begin EXTRACTED DATA

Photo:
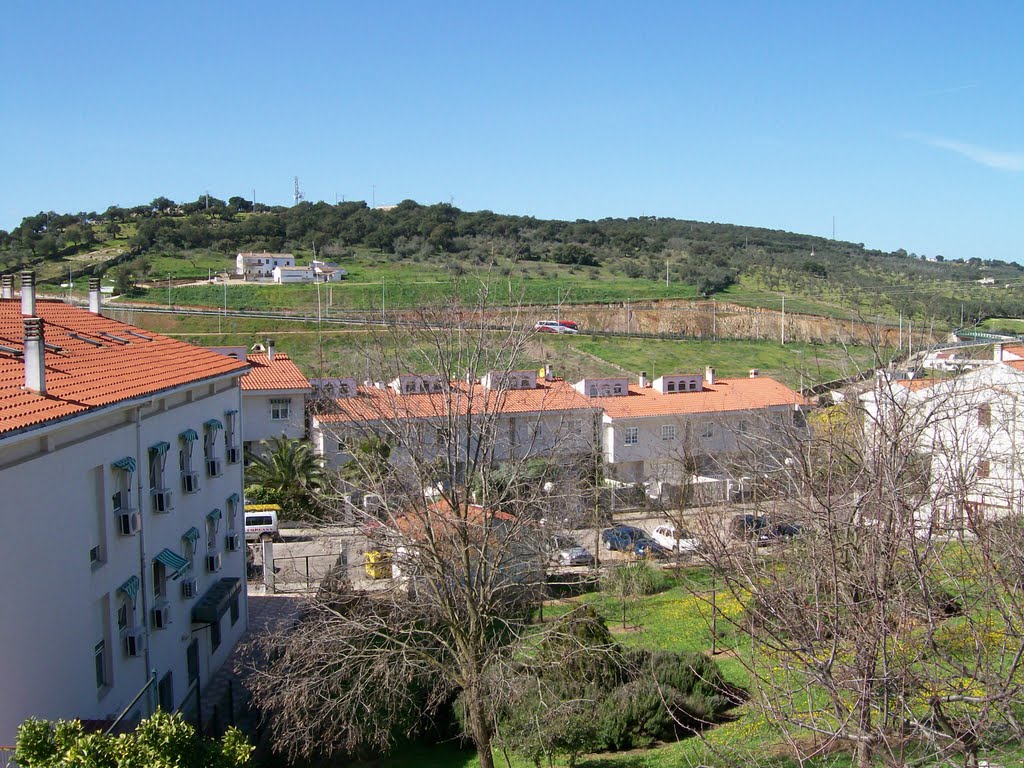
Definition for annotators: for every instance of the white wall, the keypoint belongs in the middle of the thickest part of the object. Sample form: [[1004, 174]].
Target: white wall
[[56, 504]]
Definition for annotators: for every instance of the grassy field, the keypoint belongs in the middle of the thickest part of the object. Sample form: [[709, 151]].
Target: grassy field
[[345, 350]]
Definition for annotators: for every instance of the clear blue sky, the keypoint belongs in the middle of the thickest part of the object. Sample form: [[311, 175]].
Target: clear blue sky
[[901, 120]]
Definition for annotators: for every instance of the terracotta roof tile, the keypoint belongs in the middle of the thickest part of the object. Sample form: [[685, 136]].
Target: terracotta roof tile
[[372, 403], [83, 376], [282, 374], [723, 395]]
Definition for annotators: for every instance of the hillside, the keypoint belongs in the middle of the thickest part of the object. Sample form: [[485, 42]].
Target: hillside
[[419, 253]]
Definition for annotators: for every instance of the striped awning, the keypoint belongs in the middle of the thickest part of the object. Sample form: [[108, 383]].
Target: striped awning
[[127, 464], [130, 588], [174, 562]]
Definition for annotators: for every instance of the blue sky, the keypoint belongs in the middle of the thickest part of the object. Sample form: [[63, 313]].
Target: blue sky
[[903, 123]]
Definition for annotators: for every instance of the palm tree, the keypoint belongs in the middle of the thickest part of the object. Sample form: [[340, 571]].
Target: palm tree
[[289, 473]]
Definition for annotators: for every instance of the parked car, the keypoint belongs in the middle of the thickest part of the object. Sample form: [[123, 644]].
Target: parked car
[[647, 547], [621, 538], [680, 541], [567, 551], [749, 527], [554, 327]]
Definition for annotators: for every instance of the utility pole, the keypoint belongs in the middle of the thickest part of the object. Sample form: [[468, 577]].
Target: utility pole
[[783, 320]]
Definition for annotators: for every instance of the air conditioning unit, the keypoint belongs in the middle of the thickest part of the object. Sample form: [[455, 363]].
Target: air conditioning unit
[[189, 588], [162, 501], [161, 615], [133, 642], [129, 523]]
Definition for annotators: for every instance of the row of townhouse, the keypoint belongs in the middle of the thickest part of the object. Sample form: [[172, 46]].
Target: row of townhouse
[[970, 431], [122, 547], [664, 429]]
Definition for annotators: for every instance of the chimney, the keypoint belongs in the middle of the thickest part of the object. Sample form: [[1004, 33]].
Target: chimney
[[35, 355], [28, 293], [94, 295]]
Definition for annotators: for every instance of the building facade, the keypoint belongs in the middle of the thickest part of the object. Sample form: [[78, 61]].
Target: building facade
[[122, 547]]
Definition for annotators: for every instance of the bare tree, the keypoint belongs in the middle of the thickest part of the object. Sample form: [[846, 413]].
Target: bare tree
[[893, 624], [477, 454]]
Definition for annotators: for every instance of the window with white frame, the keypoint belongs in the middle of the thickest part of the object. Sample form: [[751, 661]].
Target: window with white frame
[[231, 435], [281, 409]]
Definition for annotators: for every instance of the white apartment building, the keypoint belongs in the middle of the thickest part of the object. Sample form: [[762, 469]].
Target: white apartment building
[[525, 414], [971, 430], [681, 424], [122, 548], [261, 265]]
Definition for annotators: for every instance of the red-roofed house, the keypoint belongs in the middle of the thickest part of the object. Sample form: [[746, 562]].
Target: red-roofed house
[[273, 395], [121, 529]]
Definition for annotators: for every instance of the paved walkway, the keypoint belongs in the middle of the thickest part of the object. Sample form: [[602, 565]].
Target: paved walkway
[[224, 698]]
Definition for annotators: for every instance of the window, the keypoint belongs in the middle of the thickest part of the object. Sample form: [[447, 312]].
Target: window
[[280, 409], [214, 636], [99, 659], [984, 415], [159, 579], [230, 436]]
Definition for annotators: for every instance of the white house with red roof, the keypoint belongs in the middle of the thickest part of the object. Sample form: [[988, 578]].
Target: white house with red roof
[[274, 393], [121, 526], [680, 424], [524, 414]]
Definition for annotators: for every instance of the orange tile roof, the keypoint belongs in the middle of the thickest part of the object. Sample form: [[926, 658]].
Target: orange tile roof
[[373, 404], [84, 376], [282, 374], [723, 395]]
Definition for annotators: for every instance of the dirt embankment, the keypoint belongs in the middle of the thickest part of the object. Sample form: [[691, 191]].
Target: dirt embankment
[[706, 320]]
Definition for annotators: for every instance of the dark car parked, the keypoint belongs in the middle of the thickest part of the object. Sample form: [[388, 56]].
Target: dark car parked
[[622, 538], [647, 547]]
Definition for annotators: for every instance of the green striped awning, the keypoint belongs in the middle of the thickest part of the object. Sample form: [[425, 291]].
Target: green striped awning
[[130, 588], [174, 562], [127, 464]]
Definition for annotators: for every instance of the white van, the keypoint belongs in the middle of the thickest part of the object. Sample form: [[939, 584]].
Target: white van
[[261, 522]]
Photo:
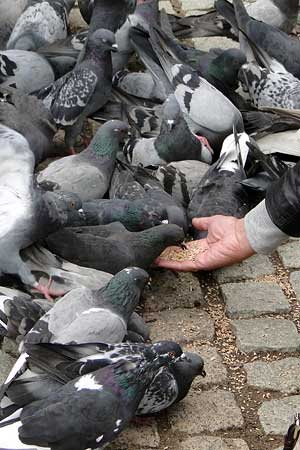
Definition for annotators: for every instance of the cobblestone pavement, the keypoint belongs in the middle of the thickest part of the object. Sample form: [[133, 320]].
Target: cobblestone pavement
[[244, 321]]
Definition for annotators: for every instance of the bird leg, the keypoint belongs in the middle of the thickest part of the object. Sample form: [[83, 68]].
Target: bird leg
[[47, 291]]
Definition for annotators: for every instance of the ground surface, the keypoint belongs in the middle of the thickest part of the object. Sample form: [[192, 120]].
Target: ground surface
[[245, 323]]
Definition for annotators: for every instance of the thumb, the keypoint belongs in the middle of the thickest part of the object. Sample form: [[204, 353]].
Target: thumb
[[202, 223]]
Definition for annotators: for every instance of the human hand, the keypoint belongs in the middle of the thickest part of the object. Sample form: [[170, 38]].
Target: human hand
[[226, 244]]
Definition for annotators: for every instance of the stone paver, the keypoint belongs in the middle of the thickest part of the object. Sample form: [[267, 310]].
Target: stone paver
[[6, 364], [216, 372], [251, 268], [250, 299], [277, 415], [263, 335], [182, 325], [138, 436], [290, 254], [182, 291], [295, 281], [212, 443], [207, 411], [283, 375]]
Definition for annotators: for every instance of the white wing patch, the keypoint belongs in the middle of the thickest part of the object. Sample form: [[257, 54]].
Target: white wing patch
[[40, 19], [17, 165]]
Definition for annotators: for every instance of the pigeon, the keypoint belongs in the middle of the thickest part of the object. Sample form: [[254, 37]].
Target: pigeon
[[181, 178], [88, 174], [291, 439], [109, 15], [27, 115], [81, 92], [42, 22], [270, 87], [28, 213], [175, 142], [24, 70], [104, 248], [134, 215], [207, 111], [9, 13], [136, 183], [281, 14], [171, 384], [220, 190], [263, 37], [108, 397], [49, 366], [85, 315]]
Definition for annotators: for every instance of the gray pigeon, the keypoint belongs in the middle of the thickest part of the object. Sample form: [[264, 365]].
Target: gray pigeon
[[84, 315], [10, 11], [272, 87], [207, 111], [27, 115], [81, 92], [281, 14], [25, 70], [28, 214], [175, 142], [263, 37], [104, 248], [88, 174], [41, 23], [109, 15]]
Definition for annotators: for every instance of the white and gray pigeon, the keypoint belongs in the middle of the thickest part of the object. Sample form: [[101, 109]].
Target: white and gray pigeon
[[102, 403], [207, 111], [42, 22], [85, 315], [175, 141], [88, 174], [281, 14], [27, 213], [81, 92], [271, 86], [25, 70], [28, 115], [10, 11]]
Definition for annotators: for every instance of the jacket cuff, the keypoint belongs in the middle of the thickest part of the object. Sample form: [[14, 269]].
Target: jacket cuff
[[263, 235]]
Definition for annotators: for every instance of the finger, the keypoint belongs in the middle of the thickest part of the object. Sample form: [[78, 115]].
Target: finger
[[180, 266], [201, 223]]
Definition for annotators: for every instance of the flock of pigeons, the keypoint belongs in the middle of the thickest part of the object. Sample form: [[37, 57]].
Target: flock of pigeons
[[178, 141]]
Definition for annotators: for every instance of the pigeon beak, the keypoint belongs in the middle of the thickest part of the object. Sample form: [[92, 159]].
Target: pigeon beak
[[114, 48]]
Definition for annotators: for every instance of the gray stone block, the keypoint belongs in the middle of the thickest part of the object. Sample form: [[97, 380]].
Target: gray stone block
[[282, 376], [251, 268], [263, 335], [181, 325], [216, 372], [212, 443], [250, 299], [290, 254], [209, 411], [277, 415], [170, 292], [295, 281]]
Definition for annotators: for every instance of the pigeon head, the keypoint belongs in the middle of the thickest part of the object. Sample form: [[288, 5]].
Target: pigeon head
[[165, 347], [171, 114], [123, 291], [108, 138], [103, 40], [185, 368]]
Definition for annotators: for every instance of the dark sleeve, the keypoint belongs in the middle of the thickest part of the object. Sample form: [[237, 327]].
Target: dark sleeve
[[283, 202]]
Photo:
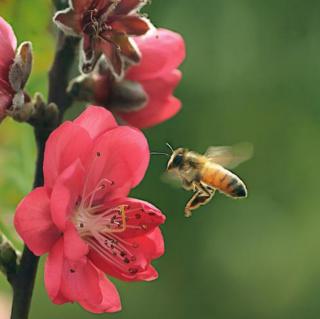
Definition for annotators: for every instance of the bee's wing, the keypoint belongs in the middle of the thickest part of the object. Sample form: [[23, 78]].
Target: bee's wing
[[172, 179], [230, 156]]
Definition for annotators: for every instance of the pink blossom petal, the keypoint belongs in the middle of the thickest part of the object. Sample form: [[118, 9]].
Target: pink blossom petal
[[65, 194], [111, 300], [74, 247], [96, 121], [141, 217], [81, 282], [161, 105], [127, 6], [53, 272], [66, 144], [144, 249], [120, 156], [162, 51], [34, 224], [148, 275]]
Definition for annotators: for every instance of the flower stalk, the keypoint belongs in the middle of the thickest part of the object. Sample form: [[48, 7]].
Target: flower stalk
[[23, 281], [9, 258]]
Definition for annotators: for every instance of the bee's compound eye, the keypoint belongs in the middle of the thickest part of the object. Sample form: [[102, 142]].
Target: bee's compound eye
[[177, 161]]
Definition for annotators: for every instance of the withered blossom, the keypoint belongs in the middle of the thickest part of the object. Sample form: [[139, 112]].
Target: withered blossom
[[106, 27]]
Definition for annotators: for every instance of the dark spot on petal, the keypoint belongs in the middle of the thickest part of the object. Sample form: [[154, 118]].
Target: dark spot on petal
[[133, 271]]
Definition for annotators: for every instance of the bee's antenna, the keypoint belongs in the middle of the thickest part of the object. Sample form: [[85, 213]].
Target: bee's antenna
[[159, 153], [170, 147]]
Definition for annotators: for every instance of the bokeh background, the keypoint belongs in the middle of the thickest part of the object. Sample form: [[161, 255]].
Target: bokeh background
[[252, 74]]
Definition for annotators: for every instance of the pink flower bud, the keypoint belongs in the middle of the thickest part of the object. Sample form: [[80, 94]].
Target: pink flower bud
[[7, 54]]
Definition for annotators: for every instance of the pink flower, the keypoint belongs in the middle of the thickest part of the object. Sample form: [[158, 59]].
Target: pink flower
[[7, 54], [105, 27], [82, 216], [162, 51]]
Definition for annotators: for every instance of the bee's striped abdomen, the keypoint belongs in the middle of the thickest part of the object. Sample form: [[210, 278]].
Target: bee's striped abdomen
[[223, 180]]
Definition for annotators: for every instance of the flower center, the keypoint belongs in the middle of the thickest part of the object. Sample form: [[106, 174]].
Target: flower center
[[94, 21], [101, 229]]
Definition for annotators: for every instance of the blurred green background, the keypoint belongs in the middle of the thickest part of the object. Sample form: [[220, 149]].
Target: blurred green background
[[252, 74]]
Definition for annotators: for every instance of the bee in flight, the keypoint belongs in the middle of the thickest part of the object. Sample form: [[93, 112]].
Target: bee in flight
[[204, 174]]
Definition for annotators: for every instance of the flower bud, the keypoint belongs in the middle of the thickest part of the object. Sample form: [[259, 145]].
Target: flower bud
[[21, 68]]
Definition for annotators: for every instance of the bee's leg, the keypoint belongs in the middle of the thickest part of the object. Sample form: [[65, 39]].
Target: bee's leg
[[201, 197], [188, 185]]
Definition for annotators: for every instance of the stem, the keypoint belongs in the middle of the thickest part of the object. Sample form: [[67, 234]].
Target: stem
[[58, 80]]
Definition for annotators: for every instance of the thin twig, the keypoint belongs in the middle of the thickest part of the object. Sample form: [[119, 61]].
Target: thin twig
[[58, 81]]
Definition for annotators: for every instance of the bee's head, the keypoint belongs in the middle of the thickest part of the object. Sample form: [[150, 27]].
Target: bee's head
[[177, 159]]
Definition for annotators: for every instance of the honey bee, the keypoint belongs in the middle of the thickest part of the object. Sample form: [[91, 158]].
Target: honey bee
[[204, 174]]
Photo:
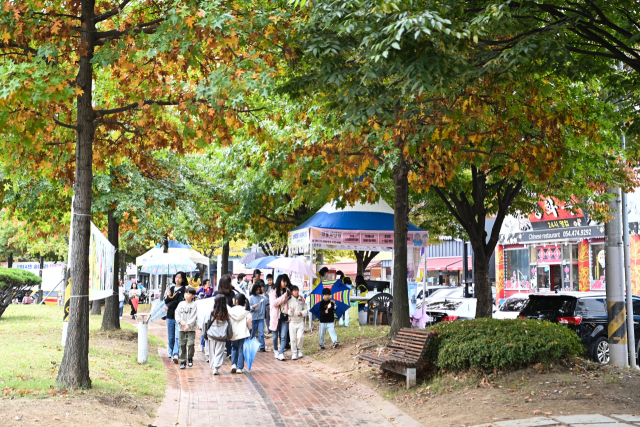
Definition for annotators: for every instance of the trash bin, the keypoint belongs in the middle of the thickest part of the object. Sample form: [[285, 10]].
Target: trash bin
[[362, 317], [143, 337]]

end EXTRACTED DATA

INSTRUCTION »
Can you copy out, word for word, everything from the line containing "Definition for annotators: for every instance of the red-roofed" down to the line containing "[[622, 538], [647, 547]]", with both of those lines included?

RIGHT ANSWER »
Definition for annotators: for every instance of the red-roofed house, the keypoint belongs in the middle of the thickest part of the object. Sample form: [[746, 562]].
Target: red-roofed house
[[273, 395], [121, 529]]
Definition for annotators: for every instance of the paved walkway, the keypoint belongs in the middle of the thickest part of the object. Sample form: [[602, 565]].
Target: paved walkway
[[224, 698]]
Definition for annotators: for every instance of the window, the keypoint belongs in the middle of the thickest part of the object. Sample form: [[447, 312]].
Target: window
[[280, 409], [214, 636], [99, 659], [984, 415], [159, 579], [230, 436]]
Definition for annotators: for every instance of the white house with red roof, the keypoint belongs in the middle of the thickest part of the object. Sample form: [[988, 578]].
Target: white house with red roof
[[274, 393], [121, 526], [680, 424], [524, 414]]
Definition for annotators: for every instance of the orange tile roof, the keypoint belongs in the middle of the thickest part of the object. Sample form: [[926, 658]].
Target: orange tile roof
[[373, 404], [84, 376], [282, 374], [723, 395]]
Definition for annotators: for every instance of the dirt embankment, the keypoint belongs in the middle of the thickest part of the object. Sample form: [[691, 191]].
Target: dirt embankment
[[706, 320]]
Definition for annotators: for every instance of the dark car parked, the keypoint belongs in the middle of the thickest part of the object. Sample form: [[388, 56]].
Target: dark car parked
[[622, 538], [647, 547]]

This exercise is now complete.